* **RECORDS**
>>>

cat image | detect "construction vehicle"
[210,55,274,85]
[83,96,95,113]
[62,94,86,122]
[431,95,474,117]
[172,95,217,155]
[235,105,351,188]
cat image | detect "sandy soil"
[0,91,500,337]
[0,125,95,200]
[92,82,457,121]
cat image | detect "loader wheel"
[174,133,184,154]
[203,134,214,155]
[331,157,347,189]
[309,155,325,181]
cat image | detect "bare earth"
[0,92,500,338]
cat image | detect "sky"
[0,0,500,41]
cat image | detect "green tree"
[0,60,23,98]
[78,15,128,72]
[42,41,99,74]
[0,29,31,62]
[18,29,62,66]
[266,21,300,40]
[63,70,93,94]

<<<
>>>

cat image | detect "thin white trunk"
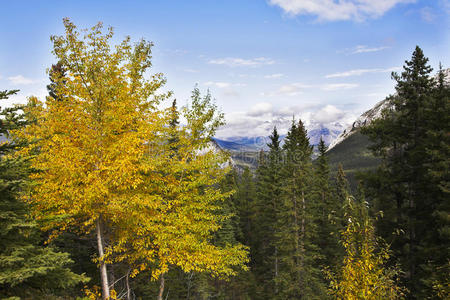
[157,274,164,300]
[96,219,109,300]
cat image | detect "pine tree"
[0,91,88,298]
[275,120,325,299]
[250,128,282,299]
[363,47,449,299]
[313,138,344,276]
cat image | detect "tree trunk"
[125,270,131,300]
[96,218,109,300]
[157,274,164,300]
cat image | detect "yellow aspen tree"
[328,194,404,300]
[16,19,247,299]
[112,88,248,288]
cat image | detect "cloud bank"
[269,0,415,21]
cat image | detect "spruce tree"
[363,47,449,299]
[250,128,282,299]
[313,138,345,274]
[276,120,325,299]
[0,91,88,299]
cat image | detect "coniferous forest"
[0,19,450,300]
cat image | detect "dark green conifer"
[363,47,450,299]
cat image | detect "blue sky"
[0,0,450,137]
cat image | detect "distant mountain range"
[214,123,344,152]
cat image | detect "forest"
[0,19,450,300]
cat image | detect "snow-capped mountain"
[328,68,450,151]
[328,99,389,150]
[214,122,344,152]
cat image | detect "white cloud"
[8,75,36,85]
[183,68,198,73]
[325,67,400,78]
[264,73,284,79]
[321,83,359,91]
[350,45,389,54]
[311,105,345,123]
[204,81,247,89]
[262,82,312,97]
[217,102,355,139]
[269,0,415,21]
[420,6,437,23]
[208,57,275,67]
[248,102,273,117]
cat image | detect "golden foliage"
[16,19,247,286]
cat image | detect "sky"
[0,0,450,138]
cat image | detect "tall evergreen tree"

<<<

* **TASK GOAL**
Count the lines in the listing above that contain the word "mountain", and reply with the number alone.

* **ANSWER TO THIS TASK**
2